Examine each line of the data. Copy those that contain the string "hair".

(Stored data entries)
|---|

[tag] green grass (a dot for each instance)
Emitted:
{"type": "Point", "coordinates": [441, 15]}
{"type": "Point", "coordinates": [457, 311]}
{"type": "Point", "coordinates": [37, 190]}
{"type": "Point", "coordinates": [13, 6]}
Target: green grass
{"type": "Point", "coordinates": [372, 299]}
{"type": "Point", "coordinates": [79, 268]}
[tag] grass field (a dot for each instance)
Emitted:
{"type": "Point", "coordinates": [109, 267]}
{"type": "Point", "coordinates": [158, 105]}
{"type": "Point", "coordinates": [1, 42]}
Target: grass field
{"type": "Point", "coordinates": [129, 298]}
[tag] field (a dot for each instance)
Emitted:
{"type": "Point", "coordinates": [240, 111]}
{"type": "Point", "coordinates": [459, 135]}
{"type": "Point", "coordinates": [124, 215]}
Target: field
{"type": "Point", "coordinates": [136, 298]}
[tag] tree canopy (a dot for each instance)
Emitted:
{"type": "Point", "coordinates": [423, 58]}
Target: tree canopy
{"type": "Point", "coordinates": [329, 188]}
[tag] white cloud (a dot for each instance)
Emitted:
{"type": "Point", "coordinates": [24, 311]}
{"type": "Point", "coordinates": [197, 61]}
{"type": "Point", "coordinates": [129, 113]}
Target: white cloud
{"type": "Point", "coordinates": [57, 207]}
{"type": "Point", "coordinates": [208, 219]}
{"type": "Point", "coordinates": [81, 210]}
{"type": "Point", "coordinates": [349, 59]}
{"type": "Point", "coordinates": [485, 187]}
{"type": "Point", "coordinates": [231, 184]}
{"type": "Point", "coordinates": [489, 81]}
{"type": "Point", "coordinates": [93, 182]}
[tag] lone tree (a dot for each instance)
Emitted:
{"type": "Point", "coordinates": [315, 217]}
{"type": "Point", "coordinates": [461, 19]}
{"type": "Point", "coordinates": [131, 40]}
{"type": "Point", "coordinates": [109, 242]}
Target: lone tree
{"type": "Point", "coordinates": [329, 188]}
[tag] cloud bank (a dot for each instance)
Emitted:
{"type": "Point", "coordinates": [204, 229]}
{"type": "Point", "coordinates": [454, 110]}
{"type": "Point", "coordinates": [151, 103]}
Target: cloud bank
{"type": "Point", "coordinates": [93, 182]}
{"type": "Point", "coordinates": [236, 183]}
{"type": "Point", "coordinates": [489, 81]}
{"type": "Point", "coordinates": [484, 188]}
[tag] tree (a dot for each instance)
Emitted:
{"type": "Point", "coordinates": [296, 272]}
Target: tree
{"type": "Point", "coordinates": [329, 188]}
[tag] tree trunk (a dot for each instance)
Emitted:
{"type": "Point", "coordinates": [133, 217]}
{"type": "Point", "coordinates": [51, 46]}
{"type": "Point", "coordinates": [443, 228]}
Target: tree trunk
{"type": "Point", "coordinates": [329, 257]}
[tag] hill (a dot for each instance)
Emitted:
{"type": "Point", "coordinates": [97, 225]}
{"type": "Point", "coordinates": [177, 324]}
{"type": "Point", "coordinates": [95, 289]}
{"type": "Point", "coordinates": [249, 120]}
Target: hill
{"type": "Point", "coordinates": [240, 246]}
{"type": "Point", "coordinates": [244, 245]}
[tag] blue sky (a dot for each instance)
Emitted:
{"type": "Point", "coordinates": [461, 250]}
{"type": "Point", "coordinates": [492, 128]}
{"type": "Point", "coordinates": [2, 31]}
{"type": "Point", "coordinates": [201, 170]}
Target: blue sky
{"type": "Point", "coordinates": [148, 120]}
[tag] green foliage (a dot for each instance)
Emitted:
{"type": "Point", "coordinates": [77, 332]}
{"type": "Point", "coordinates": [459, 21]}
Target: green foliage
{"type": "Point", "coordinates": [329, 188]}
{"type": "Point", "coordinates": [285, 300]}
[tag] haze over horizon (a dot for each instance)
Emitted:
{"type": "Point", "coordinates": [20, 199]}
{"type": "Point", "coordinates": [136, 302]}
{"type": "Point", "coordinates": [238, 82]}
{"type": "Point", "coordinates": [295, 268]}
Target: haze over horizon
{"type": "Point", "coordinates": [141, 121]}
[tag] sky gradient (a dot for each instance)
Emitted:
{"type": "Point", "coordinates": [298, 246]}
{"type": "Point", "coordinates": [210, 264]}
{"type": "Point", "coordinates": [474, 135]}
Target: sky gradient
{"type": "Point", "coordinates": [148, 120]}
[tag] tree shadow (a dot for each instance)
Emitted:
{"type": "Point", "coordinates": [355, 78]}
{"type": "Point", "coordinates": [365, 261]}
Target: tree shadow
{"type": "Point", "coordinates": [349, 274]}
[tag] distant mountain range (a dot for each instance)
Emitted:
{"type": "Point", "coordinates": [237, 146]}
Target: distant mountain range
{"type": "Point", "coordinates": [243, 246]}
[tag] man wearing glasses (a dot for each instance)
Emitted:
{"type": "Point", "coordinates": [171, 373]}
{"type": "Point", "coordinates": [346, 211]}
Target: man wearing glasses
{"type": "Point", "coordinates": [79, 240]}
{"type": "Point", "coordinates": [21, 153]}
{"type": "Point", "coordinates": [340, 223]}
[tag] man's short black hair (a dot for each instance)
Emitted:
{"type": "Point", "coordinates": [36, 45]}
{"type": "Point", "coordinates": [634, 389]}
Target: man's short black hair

|---|

Response for this exercise |
[tag] man's short black hair (a dot for each instance)
Target: man's short black hair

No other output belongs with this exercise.